> PROBLEMA A RESOLVER
Cita literalmente el pasaje de la homilía que empieza en las palabras "Queridos hermanos obispos, que" y termina después de "de una homilía.".

+++ FRAGMENTO DEL DOCUMENTO

Homilía de monseñor Antonio Marino, obispo emerito de Mar del Plata, con ocasión del 50º aniversario de su ordenación sacerdotal (Basílica de San José, Buenos Aires, 13 de diciembre de 2021)

Queridos hermanos obispos, que mucho me honran con su presencia y su amistad: Card. Mario Poli, arzobispo de Buenos Aires; Mons. Oscar Ojea, presidente de la Conferencia Episcopal Argentina y obispo de San Isidro; Mons. Alfredo Zecca, arzobispo emérito de Tucumán; Mons. Ariel Torrado Mosconi, obispo de Santo Domingo de Nueve de Julio (¡hoy es aniversario de su ordenación episcopal!); Mons. Santiago Olivera, obispo castrense; Mons. Rubén Frassia, obispo emérito de Avellaneda-Lanús. De cada uno de ustedes y de su vínculo conmigo, podría decir muchas cosas, pero me lo impide la brevedad de una homilía.

Lo mismo digo de los queridos hermanos sacerdotes, muchos de ustedes exalumnos. Querida familia de mis hermanos, Teresa y Francisco, sobrinos y sobrinos nietos. Religiosas, parientes y buenos amigos de mucho tiempo, y queridos fieles:

“Te doy gracias, Señor, de todo corazón”. En esta celebración de mi jubileo sacerdotal en la arquidiócesis de Buenos Aires, ante al inmenso caudal de recuerdos y experiencias, acumulados en el curso de cincuenta años de servicio eclesial, estas palabras del Salmo 138 sirven para expresar mis sentimientos en forma resumida. “Te doy gracias, Señor, de todo corazón”.

++++++
+++ DATOS PROPORCIONADOS

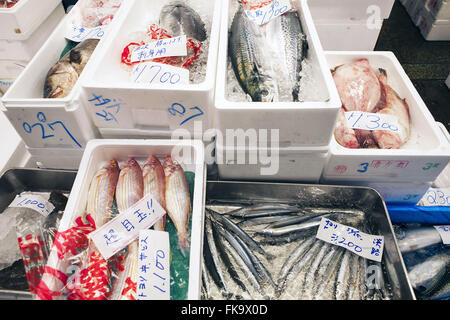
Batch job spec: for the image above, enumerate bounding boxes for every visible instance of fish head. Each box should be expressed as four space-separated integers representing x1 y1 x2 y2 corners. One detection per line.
44 61 78 98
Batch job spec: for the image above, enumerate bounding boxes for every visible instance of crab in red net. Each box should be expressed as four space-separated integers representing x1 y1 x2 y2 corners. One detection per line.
121 24 202 68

++++++

> RESPUESTA DEL EJERCICIO
Queridos hermanos obispos, que mucho me honran con su presencia y su amistad: Card. Mario Poli, arzobispo de Buenos Aires; Mons. Oscar Ojea, presidente de la Conferencia Episcopal Argentina y obispo de San Isidro; Mons. Alfredo Zecca, arzobispo emérito de Tucumán; Mons. Ariel Torrado Mosconi, obispo de Santo Domingo de Nueve de Julio (¡hoy es aniversario de su ordenación episcopal!); Mons. Santiago Olivera, obispo castrense; Mons. Rubén Frassia, obispo emérito de Avellaneda-Lanús. De cada uno de ustedes y de su vínculo conmigo, podría decir muchas cosas, pero me lo impide la brevedad de una homilía.